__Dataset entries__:
──────

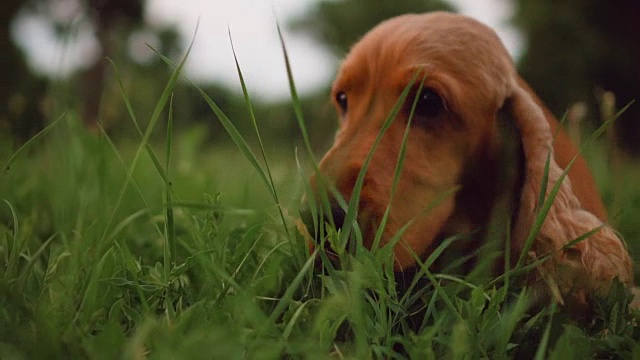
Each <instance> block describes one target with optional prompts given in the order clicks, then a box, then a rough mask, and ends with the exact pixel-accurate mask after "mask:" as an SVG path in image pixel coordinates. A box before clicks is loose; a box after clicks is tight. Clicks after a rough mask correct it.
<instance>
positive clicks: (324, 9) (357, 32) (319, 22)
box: [292, 0, 454, 56]
mask: <svg viewBox="0 0 640 360" xmlns="http://www.w3.org/2000/svg"><path fill="white" fill-rule="evenodd" d="M435 10H449V11H452V10H454V8H453V7H452V6H451V5H449V4H448V3H447V2H446V1H441V0H425V1H417V0H400V1H398V0H396V1H393V2H391V1H376V2H375V3H372V2H371V1H368V0H342V1H332V0H329V1H326V0H325V1H320V2H318V4H317V5H316V6H315V8H314V9H313V10H311V11H309V13H307V14H306V15H304V16H303V17H301V18H300V19H297V20H295V21H293V22H292V25H293V27H294V28H295V29H302V30H306V31H309V32H310V33H311V34H312V35H313V36H314V37H315V38H316V39H318V40H319V41H320V42H321V43H323V44H324V45H326V46H327V47H329V48H330V49H331V50H333V51H334V52H335V53H336V54H337V55H339V56H343V55H344V54H345V53H346V52H347V51H348V50H349V48H350V47H351V45H353V44H354V43H355V42H356V41H358V40H359V39H360V37H362V36H363V35H364V34H365V33H366V32H367V31H369V30H371V28H373V27H374V26H376V25H378V24H379V23H380V22H382V21H383V20H386V19H389V18H391V17H394V16H397V15H401V14H406V13H422V12H428V11H435Z"/></svg>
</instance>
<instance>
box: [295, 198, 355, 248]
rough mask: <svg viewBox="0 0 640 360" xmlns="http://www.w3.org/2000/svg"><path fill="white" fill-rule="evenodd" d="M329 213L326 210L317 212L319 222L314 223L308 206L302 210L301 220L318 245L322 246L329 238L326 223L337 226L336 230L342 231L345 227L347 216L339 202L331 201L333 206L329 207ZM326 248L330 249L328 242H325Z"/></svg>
mask: <svg viewBox="0 0 640 360" xmlns="http://www.w3.org/2000/svg"><path fill="white" fill-rule="evenodd" d="M329 211H330V214H327V213H326V210H325V211H317V212H316V216H318V217H319V219H317V222H316V223H314V218H313V213H312V212H311V210H310V209H309V208H308V206H303V208H302V209H301V210H300V218H301V219H302V222H303V223H304V225H305V227H306V228H307V232H308V233H309V234H310V235H311V236H312V237H313V238H314V241H315V243H316V244H320V243H321V242H322V239H323V238H326V236H327V229H326V227H327V226H326V225H324V224H325V223H326V224H332V225H333V226H335V229H336V230H340V229H341V228H342V226H343V225H344V220H345V218H346V215H347V214H346V213H345V211H344V210H343V209H342V207H341V206H340V205H338V203H337V202H335V201H331V204H330V205H329ZM316 226H317V228H316ZM325 247H327V249H328V247H329V242H328V241H325Z"/></svg>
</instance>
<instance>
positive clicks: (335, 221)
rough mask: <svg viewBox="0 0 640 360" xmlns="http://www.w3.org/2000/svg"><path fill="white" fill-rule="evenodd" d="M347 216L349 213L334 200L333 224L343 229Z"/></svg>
mask: <svg viewBox="0 0 640 360" xmlns="http://www.w3.org/2000/svg"><path fill="white" fill-rule="evenodd" d="M346 217H347V213H345V211H344V210H343V209H342V207H341V206H340V205H338V203H336V202H333V203H332V204H331V218H332V219H333V225H334V226H335V227H336V230H339V229H342V226H343V225H344V219H345V218H346Z"/></svg>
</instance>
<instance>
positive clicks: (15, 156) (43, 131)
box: [0, 114, 66, 176]
mask: <svg viewBox="0 0 640 360" xmlns="http://www.w3.org/2000/svg"><path fill="white" fill-rule="evenodd" d="M65 116H66V115H65V114H62V115H60V116H58V118H57V119H55V120H54V121H53V122H52V123H51V124H49V125H47V127H45V128H44V129H42V130H40V131H39V132H38V133H37V134H35V135H34V136H33V137H32V138H31V139H29V140H28V141H27V142H25V143H24V144H22V146H20V147H19V148H18V150H16V151H15V152H14V153H13V154H12V155H11V156H10V157H9V159H8V160H7V162H6V163H5V164H4V166H2V169H0V176H3V175H4V174H6V173H7V172H8V171H9V169H11V165H12V164H13V163H14V162H15V161H16V159H17V158H18V156H19V155H20V154H22V153H23V152H25V151H27V150H28V149H29V148H31V147H32V146H33V145H34V144H35V143H37V142H38V141H39V140H40V139H41V138H42V137H44V136H45V135H46V134H47V133H48V132H49V131H51V129H53V128H54V127H55V126H56V125H58V123H59V122H60V120H62V119H63V118H64V117H65Z"/></svg>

──────

__Exercise details__: Go through the data above and count the lines that hold "clicks". Respond with the number and no other words.

__Response below__: 4